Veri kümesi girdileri
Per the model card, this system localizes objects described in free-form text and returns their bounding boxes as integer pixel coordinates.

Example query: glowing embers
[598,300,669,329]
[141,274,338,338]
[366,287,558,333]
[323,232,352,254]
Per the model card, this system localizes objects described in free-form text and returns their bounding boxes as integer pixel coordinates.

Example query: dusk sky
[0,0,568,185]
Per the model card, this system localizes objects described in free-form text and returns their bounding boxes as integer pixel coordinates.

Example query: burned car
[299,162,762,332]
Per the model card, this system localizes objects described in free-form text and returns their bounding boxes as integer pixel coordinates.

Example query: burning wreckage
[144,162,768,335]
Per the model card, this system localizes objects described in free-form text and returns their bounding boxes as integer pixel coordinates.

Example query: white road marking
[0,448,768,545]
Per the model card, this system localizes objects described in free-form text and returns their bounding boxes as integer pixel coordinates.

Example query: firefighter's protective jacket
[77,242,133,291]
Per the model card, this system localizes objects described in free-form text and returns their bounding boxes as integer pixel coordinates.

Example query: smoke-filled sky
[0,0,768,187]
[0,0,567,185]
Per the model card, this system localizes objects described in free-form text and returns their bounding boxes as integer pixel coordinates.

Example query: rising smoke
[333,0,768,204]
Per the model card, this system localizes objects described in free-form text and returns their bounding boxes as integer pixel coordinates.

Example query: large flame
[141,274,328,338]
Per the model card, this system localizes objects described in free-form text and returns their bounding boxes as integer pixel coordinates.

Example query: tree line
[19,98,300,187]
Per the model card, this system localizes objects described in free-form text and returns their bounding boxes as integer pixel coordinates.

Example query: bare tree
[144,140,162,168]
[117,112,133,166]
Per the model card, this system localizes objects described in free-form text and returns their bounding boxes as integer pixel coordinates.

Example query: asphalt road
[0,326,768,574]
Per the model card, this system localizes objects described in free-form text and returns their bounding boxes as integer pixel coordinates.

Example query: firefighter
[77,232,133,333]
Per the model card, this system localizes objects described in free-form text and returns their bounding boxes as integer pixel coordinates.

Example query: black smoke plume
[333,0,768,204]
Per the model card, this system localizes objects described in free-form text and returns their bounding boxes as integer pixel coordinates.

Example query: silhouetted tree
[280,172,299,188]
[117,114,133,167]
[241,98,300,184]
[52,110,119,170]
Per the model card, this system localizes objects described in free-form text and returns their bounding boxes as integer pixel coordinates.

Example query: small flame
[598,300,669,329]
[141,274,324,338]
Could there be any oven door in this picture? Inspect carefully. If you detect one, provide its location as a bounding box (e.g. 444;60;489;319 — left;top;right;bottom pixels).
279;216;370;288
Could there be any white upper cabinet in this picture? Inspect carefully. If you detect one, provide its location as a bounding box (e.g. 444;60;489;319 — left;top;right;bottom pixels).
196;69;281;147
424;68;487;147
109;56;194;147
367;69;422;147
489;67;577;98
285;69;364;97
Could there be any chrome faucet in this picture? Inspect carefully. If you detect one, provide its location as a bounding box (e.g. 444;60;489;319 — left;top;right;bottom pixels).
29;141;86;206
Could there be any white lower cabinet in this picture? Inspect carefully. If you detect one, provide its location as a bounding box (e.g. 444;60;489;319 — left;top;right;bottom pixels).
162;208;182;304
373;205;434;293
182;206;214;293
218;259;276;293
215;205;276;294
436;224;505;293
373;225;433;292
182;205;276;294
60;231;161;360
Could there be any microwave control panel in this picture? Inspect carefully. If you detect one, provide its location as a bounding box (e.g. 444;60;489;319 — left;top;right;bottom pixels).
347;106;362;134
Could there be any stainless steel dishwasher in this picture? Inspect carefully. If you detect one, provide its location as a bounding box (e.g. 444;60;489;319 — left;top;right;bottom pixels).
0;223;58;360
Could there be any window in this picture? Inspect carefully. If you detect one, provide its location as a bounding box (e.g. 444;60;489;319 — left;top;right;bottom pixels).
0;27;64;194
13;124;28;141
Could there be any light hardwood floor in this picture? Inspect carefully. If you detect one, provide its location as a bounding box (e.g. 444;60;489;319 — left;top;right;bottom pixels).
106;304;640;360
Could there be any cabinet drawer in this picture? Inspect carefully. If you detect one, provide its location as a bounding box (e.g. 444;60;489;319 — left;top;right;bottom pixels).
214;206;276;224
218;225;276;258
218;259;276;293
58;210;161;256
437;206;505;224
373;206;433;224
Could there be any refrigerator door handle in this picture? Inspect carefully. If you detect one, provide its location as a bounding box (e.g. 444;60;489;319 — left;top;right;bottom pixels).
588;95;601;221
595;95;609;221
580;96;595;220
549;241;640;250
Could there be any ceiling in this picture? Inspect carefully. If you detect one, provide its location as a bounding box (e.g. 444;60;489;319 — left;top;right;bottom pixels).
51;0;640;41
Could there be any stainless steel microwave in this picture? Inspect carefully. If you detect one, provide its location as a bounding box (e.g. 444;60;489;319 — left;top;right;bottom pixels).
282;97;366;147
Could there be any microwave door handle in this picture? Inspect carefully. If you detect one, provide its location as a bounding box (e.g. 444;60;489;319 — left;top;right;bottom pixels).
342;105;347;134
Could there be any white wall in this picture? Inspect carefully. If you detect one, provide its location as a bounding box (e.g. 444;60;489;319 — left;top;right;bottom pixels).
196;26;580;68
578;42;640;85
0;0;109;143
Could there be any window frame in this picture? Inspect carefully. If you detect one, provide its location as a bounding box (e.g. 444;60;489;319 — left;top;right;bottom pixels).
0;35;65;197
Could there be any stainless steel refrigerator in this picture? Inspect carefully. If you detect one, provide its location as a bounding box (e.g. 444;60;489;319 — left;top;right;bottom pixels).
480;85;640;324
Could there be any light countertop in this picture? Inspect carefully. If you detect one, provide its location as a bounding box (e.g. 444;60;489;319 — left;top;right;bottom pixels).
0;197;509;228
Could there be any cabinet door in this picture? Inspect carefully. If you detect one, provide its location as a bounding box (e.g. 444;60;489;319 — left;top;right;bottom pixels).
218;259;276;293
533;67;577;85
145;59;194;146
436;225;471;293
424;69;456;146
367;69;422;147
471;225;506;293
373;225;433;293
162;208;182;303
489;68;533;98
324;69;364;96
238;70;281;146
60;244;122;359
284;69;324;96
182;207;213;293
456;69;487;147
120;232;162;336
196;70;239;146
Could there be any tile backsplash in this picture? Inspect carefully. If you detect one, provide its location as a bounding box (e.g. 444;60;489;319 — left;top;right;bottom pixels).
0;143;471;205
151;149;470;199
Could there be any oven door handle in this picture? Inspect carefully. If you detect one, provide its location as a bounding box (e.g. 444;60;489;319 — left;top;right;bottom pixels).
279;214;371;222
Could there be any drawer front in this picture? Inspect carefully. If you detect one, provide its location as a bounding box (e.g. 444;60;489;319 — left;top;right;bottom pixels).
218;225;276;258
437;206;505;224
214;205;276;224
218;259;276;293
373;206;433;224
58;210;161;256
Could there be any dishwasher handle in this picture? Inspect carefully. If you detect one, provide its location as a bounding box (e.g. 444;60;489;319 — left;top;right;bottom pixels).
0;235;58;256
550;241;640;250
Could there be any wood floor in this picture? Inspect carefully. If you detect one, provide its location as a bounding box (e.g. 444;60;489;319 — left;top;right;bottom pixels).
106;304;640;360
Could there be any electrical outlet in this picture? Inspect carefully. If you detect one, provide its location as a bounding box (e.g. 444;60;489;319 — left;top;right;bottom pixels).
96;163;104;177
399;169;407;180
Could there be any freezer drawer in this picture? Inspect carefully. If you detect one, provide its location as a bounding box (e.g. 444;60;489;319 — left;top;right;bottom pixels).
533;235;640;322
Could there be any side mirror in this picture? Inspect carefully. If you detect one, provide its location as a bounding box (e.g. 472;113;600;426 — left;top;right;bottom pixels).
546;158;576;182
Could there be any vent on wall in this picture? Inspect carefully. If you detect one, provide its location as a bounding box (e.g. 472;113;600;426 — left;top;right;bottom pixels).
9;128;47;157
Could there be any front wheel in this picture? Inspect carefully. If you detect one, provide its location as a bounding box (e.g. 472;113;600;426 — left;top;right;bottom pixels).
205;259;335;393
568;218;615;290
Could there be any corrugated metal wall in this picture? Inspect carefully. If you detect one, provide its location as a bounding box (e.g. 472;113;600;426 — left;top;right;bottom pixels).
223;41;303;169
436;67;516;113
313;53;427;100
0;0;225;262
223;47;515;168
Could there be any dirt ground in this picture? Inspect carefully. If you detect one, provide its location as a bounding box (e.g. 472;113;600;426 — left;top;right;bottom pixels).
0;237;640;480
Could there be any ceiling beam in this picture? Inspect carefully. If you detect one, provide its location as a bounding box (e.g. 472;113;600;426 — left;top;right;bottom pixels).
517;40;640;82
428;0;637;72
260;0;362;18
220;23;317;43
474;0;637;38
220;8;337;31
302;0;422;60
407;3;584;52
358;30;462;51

▶ _Verilen yönerge_
Yukarıdaki girdilerin en baştan başlayıp "[77,242,133,291]" içeren satırla kapanan bölümünü, iki uç da dahil olmak üzere, her satırıyla yeniden yazın ve bu bölümün dışında hiçbir şey vermeyin. Bunu yaparken yalnızca yanıtlardaki sınırlayıcı kutu koordinatlarını 0,55 ile çarparak yeniden ölçeklendirin ve sonuçları tam sayıya yuvarlayın (buçuklu değerler yukarı yuvarlanır).

▶ _Doğru yanıt_
Per the model card, this system localizes objects described in free-form text and returns their bounding boxes as integer pixel coordinates.

Example query: glowing embers
[329,165,368,181]
[78,151,186,186]
[201,158,307,183]
[178,128,194,140]
Per the model card, this system localizes objects described in free-form text and returns their bounding boxes as integer pixel coordinates.

Example query: dusk sky
[0,0,312,102]
Per the model card, this system localizes objects described in free-form text and returns their bounding boxes as integer pixel coordinates.

Example query: burned car
[164,89,419,183]
Per the model card, this system localizes objects described in free-form text and returns their bounding boxes as integer pixel coordinates.

Example query: burning wreckage
[79,89,422,184]
Per the model card, this system localizes objects described in free-form text and returns their bounding boxes as integer pixel coordinates.

Example query: white road marking
[0,246,422,300]
Per the model card, this system localizes objects described in free-form text and returns their bounding boxes as integer pixel coordinates.

Example query: firefighter's protective jacket
[42,133,73,160]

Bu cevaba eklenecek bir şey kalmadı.